---------- DATA FOR THIS TASK

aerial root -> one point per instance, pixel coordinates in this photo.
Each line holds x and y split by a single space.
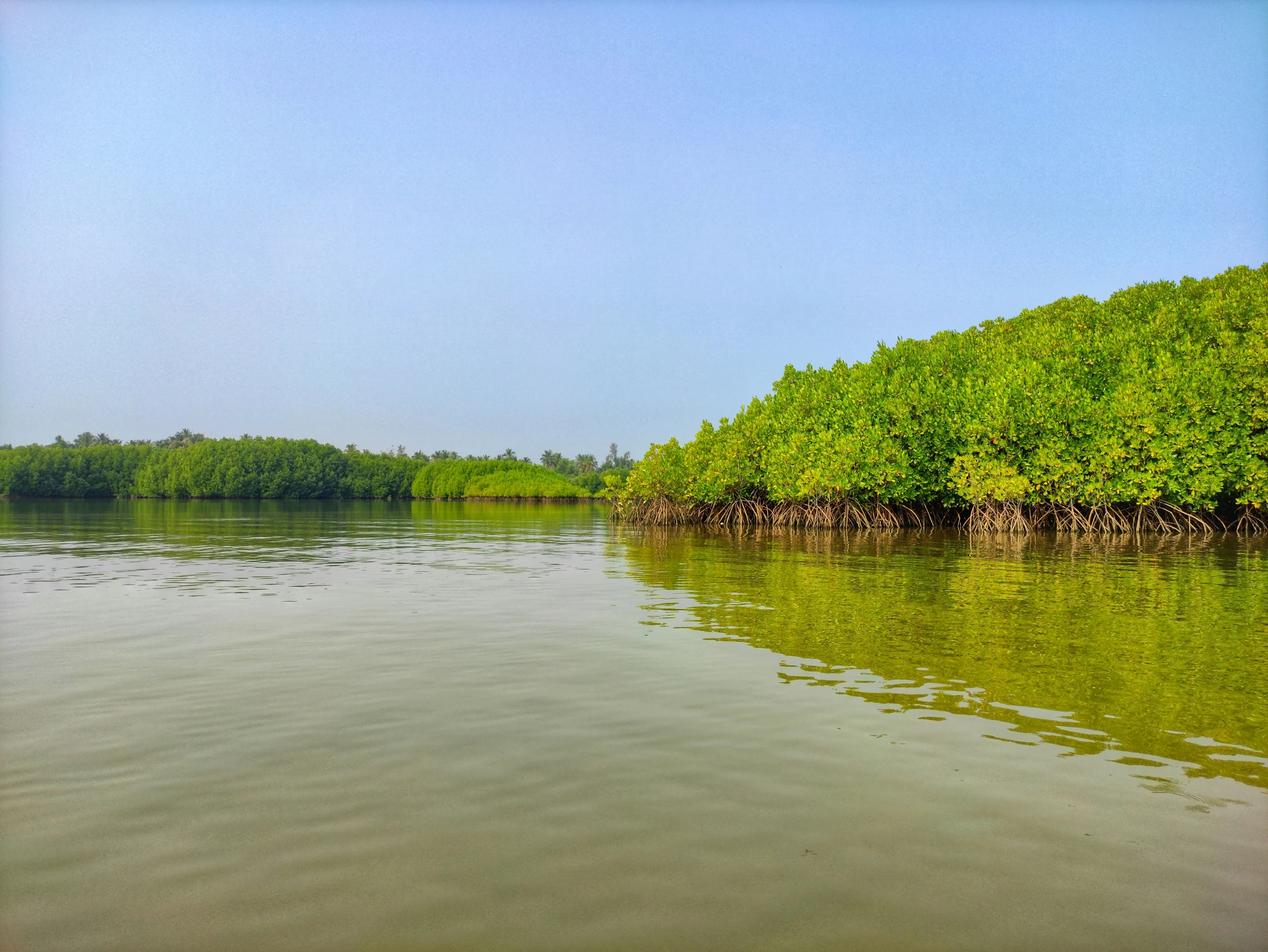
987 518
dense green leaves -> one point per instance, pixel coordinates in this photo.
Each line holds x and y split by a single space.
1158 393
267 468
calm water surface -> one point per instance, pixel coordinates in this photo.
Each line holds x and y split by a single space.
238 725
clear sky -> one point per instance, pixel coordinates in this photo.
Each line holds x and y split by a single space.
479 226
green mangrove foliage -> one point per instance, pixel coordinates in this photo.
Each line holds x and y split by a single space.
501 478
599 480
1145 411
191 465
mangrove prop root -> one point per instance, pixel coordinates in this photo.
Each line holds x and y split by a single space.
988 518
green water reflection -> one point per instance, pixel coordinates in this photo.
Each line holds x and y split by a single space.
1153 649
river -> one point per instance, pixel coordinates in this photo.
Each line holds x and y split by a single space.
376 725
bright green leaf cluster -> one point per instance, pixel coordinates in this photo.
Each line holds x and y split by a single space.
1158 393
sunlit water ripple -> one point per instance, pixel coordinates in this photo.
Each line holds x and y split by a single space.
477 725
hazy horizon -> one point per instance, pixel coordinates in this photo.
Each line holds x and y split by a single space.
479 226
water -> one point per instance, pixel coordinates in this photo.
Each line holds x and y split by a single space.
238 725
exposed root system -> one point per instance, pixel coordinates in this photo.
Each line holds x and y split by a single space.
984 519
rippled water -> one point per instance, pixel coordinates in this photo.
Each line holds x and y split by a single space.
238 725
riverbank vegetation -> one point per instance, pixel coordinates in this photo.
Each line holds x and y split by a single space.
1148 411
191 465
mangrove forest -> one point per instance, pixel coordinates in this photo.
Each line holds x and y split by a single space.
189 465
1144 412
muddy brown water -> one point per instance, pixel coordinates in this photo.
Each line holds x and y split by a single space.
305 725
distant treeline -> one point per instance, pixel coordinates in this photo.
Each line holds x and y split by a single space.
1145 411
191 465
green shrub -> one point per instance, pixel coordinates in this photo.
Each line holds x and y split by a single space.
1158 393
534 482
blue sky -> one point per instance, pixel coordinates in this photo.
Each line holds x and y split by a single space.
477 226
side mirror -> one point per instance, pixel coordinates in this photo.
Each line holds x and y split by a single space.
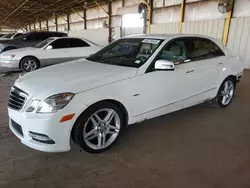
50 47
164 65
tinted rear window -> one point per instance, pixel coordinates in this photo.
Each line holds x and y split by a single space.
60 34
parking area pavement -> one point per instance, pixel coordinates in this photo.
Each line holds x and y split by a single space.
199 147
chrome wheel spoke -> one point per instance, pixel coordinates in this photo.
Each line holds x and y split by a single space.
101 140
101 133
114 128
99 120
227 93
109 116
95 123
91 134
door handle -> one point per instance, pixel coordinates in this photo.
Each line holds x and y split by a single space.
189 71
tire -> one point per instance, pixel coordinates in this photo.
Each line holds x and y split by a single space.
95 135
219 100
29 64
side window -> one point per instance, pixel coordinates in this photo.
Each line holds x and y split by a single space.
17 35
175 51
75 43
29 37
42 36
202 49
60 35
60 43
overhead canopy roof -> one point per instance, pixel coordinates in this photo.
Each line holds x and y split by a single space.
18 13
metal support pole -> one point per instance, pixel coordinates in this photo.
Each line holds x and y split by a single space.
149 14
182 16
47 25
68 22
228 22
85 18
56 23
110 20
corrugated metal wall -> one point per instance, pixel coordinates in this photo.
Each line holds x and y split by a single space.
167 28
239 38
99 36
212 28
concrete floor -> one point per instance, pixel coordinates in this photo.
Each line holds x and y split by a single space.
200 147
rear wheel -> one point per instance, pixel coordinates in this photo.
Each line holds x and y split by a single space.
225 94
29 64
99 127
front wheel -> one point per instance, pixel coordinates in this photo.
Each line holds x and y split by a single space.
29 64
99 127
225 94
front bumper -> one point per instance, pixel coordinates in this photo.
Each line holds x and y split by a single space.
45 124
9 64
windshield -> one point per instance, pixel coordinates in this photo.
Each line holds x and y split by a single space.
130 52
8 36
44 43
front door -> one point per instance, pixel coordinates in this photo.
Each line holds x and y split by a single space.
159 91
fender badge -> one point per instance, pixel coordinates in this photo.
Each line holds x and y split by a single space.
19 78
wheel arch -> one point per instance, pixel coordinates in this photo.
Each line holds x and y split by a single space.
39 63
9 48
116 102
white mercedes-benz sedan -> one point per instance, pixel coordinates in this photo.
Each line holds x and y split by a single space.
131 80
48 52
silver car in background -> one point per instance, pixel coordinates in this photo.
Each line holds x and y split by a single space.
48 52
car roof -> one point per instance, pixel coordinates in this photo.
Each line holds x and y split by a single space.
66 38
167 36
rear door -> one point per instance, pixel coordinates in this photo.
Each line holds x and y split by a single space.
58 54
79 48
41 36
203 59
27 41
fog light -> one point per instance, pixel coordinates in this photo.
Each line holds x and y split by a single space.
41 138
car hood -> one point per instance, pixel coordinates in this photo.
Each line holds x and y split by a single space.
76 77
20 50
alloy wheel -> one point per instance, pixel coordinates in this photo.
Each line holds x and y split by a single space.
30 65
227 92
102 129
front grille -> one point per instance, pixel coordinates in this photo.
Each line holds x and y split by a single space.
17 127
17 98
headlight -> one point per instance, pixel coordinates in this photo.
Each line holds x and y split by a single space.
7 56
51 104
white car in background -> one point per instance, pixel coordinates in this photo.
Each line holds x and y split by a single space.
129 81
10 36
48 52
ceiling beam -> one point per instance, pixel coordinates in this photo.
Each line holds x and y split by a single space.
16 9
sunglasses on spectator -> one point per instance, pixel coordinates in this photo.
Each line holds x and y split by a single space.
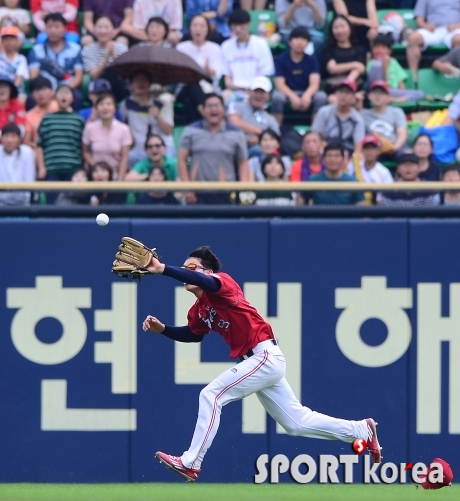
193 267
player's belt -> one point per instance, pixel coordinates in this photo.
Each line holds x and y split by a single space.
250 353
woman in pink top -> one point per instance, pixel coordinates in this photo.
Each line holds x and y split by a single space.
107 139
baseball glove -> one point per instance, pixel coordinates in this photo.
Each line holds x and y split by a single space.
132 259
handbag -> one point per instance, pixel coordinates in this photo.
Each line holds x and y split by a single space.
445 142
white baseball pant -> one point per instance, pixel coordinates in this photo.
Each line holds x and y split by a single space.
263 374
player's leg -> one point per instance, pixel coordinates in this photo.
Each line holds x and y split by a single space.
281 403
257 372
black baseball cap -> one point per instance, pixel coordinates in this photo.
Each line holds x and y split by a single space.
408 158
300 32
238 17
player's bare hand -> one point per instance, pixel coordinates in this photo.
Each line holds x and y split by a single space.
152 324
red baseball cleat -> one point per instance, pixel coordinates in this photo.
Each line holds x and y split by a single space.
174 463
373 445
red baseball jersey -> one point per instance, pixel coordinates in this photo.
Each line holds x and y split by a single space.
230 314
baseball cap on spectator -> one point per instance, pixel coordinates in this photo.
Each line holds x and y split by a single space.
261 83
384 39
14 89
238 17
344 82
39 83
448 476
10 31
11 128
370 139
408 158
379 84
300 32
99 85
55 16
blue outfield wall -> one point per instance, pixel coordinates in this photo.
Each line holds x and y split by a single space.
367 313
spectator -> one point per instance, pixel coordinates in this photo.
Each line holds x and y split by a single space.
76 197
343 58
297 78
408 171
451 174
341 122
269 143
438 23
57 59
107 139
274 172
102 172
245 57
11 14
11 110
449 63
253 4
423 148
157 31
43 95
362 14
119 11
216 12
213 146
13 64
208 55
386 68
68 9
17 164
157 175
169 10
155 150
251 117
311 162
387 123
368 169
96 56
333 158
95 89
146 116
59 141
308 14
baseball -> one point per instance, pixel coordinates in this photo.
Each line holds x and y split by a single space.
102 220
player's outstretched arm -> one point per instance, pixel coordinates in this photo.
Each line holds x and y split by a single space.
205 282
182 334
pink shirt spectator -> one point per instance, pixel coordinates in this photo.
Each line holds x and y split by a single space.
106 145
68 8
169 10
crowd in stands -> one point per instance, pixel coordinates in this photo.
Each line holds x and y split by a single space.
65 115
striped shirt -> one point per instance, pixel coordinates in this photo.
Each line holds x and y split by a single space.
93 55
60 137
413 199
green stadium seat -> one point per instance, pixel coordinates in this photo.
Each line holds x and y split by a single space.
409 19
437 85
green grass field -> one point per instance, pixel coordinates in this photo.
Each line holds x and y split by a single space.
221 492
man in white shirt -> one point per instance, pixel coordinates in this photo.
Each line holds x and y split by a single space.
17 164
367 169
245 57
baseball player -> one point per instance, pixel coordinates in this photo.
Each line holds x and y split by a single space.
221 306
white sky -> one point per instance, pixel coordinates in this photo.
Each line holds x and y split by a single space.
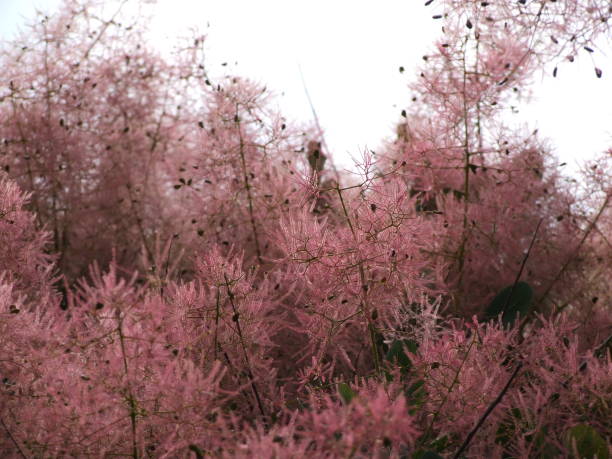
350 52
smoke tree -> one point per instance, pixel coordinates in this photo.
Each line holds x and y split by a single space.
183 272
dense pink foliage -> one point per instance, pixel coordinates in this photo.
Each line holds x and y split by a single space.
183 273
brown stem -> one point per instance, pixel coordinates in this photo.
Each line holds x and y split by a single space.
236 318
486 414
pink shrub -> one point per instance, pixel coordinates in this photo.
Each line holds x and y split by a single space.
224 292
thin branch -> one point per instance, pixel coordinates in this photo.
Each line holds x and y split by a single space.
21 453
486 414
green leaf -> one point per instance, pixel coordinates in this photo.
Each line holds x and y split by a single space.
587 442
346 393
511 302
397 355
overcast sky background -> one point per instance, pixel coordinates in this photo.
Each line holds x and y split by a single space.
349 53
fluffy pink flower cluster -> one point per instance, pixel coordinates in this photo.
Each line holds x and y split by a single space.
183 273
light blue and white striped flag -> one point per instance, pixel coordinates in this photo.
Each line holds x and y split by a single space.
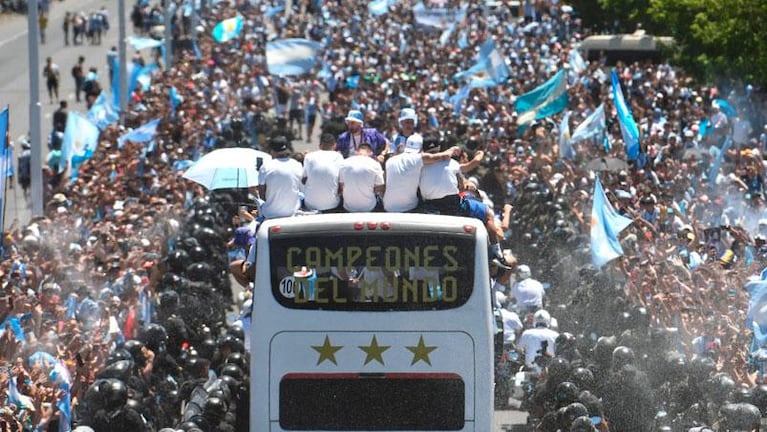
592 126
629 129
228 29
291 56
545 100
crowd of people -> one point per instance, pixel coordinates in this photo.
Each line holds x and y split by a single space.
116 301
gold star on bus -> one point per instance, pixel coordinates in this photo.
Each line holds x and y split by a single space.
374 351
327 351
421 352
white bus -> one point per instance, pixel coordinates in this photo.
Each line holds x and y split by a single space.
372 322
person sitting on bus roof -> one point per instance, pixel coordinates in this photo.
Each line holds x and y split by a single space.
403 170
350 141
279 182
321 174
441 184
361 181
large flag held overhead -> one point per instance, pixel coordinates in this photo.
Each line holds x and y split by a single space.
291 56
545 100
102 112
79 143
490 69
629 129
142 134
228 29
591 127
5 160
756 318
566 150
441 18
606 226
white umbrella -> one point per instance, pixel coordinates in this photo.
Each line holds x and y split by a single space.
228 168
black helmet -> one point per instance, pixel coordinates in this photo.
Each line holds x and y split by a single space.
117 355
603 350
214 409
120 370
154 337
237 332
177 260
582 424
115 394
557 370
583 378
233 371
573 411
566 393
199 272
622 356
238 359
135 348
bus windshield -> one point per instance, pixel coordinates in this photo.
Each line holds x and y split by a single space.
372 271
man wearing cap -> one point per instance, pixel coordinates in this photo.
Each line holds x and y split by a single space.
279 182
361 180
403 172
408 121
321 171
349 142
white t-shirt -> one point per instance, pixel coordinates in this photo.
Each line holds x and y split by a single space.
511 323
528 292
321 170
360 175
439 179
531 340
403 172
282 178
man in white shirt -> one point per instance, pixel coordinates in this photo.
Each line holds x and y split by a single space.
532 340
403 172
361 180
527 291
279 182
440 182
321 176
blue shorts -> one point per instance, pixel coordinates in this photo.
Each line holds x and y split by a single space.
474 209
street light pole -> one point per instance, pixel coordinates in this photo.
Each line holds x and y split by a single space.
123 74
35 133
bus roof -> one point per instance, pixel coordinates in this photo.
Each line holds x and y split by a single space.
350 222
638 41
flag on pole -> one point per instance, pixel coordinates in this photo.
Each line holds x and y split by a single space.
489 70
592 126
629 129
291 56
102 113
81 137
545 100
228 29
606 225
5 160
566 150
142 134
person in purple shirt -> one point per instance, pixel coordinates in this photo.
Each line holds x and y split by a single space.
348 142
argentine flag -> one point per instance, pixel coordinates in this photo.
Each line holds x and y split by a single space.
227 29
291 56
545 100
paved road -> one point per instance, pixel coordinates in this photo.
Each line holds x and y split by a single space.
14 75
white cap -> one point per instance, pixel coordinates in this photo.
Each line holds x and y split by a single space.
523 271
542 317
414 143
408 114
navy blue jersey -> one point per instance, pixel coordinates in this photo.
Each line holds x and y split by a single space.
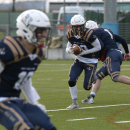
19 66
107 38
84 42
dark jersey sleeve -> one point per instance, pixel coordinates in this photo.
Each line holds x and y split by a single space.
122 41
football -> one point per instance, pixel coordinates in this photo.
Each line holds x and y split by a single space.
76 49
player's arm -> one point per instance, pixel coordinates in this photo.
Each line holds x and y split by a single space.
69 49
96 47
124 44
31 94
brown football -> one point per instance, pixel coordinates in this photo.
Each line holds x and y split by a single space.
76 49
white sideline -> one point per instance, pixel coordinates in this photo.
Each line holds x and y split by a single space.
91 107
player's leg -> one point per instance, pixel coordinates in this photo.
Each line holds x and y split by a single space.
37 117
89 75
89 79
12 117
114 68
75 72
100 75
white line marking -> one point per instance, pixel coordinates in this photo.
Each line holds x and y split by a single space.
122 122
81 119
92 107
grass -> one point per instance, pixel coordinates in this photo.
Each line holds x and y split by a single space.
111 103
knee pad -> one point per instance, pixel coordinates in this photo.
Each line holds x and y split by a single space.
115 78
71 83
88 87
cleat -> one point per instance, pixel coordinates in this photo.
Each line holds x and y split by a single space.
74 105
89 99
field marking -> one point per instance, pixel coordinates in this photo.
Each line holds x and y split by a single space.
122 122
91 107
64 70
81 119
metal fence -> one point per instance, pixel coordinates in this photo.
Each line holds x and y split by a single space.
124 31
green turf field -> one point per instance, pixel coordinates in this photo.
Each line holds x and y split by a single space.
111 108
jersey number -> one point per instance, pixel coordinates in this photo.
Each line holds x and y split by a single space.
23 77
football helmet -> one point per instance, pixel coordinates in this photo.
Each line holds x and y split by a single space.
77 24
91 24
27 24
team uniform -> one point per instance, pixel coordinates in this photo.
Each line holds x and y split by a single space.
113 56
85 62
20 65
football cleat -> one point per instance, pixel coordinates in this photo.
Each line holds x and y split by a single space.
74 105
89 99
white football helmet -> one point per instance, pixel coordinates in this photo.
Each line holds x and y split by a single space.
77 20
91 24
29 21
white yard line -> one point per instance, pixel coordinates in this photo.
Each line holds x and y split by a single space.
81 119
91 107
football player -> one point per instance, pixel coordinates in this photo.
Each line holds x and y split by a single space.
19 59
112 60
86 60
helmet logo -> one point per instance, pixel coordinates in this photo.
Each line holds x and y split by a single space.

--------------------

WORK TO DO:
Give back exactly the lines beginning at the one with "white line marking" and ending at the final line of the material; both boundary lines belong in it.

THE RESPONSE:
white line marking -> one point per instance, pixel coordinates in this photo.
Each line holds x and y split by a single space.
122 122
81 119
92 107
grass -> one point per instance, pixel coordinates in this photo.
Each line holds x and y split by a single space.
111 103
knee pad -> one point per instance, pixel coordinates in this photo.
Each line holds x and y split by a single space.
115 78
71 83
88 87
cleat -> one point per instance, pixel coordinates in this photo.
Each line holds x and y split by a single space.
74 105
89 99
field marking -> one point per instance, pixel coordinates in this photo.
Each line holds x and y split by a single space.
122 122
91 107
64 70
81 119
metal fence -> one point per instance, pixel coordinates in this photo.
Each line holds x and y split by a single space.
124 31
green turf field -> one point per instance, pixel coordinates in this photo.
Each line holds x and y split by a single space.
111 108
jersey number -> one point per instance, pixel coordinates in this photo.
Each line holds x and y split by a single space.
23 77
football helmet -> one point per instance, pixel coordinates in this photo.
Each line holds x and y split by a single space.
77 24
91 24
27 24
team uniform -> one point per instance, pixel coordinates in this photo.
Each line holds x and y split by a single space.
113 56
85 62
20 65
football cleat -> one point per instance, pixel coordinates in this photo.
Each line holds x and y split by a single space.
74 105
89 99
white football helmet -> one point per instance, pixel coordinates in this photo.
Each line holds x and y split by a single space.
77 20
91 24
29 21
white yard line -> one point per instance, pixel coordinates in this photo.
Each line holds x and y split by a single space.
81 119
91 107
football player -> one point per instance, pixel coordinates in this photo.
Each line holds x and y split by a single space.
19 59
112 60
86 60
helmet logo -> one point per instance, pixel coordinates in this photo.
Each line holds x and y split by a single space.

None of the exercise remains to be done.